What to work on: Pull out every line of the items below that contains the string "grass".
++++ Supplied data
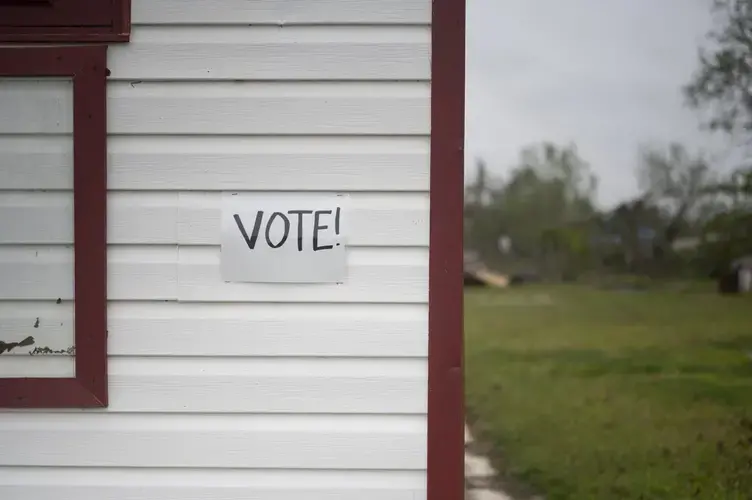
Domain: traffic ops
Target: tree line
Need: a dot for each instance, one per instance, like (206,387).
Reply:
(688,219)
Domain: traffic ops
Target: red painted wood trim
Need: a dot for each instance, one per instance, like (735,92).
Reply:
(446,413)
(117,28)
(87,66)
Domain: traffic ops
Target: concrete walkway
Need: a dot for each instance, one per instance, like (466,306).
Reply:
(478,475)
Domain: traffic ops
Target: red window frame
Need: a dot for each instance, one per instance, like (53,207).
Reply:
(65,20)
(87,66)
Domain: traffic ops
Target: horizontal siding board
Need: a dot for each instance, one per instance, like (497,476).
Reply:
(113,483)
(281,13)
(276,330)
(242,108)
(260,385)
(164,441)
(217,163)
(46,273)
(205,491)
(272,54)
(194,218)
(399,276)
(192,274)
(47,217)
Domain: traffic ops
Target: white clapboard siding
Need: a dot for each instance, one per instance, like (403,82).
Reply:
(46,273)
(276,12)
(374,275)
(226,441)
(193,218)
(36,217)
(256,385)
(196,329)
(110,483)
(273,53)
(219,163)
(193,274)
(244,108)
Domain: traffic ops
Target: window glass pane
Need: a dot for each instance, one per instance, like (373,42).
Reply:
(36,228)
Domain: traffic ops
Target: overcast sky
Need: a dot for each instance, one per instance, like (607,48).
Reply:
(605,74)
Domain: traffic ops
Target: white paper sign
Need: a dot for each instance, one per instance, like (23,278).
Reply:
(277,238)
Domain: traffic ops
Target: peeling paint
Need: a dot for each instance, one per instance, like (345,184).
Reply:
(9,346)
(42,351)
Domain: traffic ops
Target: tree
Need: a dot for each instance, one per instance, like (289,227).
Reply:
(675,182)
(723,81)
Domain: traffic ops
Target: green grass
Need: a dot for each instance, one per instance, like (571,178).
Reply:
(612,395)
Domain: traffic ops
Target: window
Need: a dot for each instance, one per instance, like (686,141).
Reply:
(64,20)
(85,67)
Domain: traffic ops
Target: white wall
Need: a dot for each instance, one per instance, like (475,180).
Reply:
(230,391)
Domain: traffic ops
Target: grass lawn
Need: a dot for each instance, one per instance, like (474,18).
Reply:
(612,395)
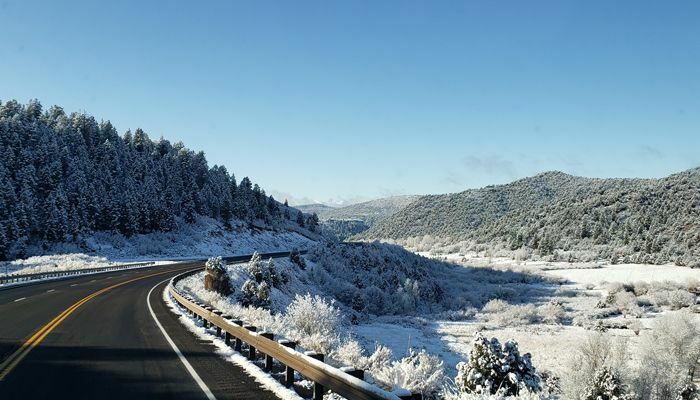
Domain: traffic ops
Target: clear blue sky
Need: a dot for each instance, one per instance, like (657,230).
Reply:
(348,100)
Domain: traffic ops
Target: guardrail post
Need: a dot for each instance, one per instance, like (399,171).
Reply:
(251,348)
(357,373)
(238,343)
(218,328)
(288,371)
(318,388)
(227,336)
(412,396)
(268,358)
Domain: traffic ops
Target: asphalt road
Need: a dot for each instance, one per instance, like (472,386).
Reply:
(109,347)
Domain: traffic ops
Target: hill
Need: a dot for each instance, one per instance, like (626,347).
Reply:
(64,177)
(369,212)
(554,214)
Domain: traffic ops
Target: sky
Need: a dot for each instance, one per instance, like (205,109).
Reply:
(343,101)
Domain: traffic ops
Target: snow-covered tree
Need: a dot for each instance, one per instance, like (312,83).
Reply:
(272,277)
(216,278)
(606,385)
(496,369)
(255,270)
(63,176)
(249,293)
(419,372)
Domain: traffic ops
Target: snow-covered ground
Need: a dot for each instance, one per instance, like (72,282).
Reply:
(548,308)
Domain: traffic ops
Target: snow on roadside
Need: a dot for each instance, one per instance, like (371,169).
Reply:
(228,354)
(59,263)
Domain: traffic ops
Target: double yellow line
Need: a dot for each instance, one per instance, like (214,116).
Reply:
(15,358)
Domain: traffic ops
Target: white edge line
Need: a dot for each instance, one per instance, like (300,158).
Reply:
(182,358)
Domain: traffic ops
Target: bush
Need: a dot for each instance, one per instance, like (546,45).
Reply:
(296,258)
(606,385)
(216,279)
(552,312)
(418,372)
(496,369)
(590,356)
(314,322)
(670,351)
(352,354)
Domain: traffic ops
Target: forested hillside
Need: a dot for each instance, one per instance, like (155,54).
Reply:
(63,176)
(555,214)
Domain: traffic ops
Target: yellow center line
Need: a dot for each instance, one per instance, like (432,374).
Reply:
(15,358)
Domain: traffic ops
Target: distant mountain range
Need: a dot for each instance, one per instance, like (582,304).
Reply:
(369,212)
(350,220)
(554,214)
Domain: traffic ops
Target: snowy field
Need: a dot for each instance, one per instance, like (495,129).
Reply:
(548,308)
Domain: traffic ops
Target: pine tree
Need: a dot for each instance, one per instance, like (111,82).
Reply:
(273,278)
(263,296)
(495,369)
(249,293)
(313,222)
(606,385)
(254,268)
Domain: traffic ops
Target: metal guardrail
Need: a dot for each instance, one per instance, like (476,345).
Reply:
(346,382)
(17,278)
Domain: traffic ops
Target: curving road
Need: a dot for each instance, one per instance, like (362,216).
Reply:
(95,337)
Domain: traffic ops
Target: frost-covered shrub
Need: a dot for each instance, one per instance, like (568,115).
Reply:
(496,369)
(380,358)
(351,353)
(314,322)
(495,306)
(297,259)
(589,357)
(418,372)
(552,312)
(670,350)
(627,303)
(675,299)
(606,385)
(216,279)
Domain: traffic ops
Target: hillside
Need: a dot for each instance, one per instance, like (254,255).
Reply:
(554,214)
(65,177)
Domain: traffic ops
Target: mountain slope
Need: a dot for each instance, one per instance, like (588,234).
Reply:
(645,220)
(369,212)
(64,177)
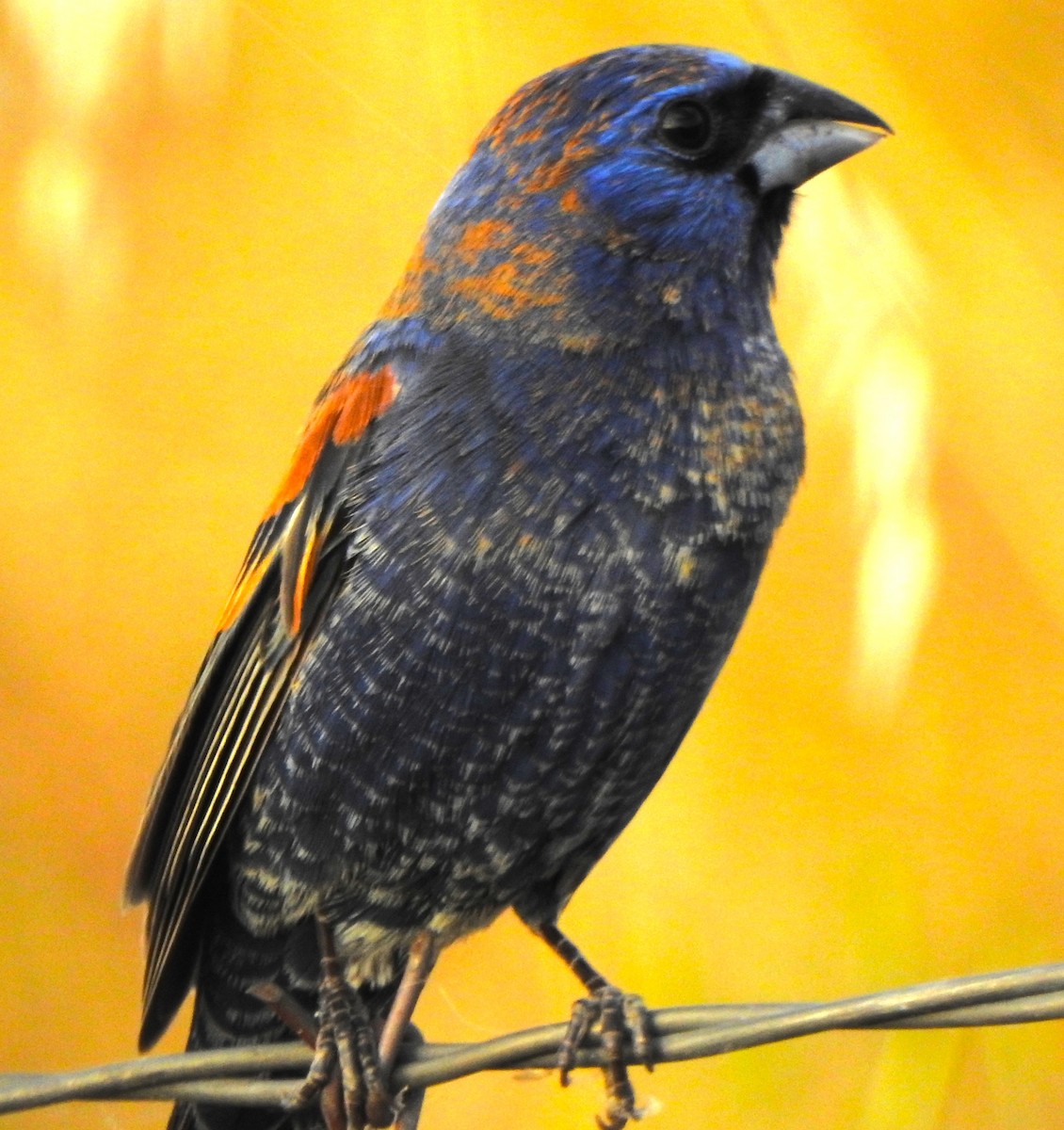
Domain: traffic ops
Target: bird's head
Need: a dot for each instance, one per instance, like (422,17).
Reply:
(639,185)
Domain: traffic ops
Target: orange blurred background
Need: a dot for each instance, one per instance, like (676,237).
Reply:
(202,203)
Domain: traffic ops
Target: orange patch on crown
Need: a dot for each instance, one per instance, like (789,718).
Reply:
(480,236)
(499,293)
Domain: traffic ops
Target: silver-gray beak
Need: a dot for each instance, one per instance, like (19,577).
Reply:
++++++++
Final result:
Target: green grass
Target: grass lawn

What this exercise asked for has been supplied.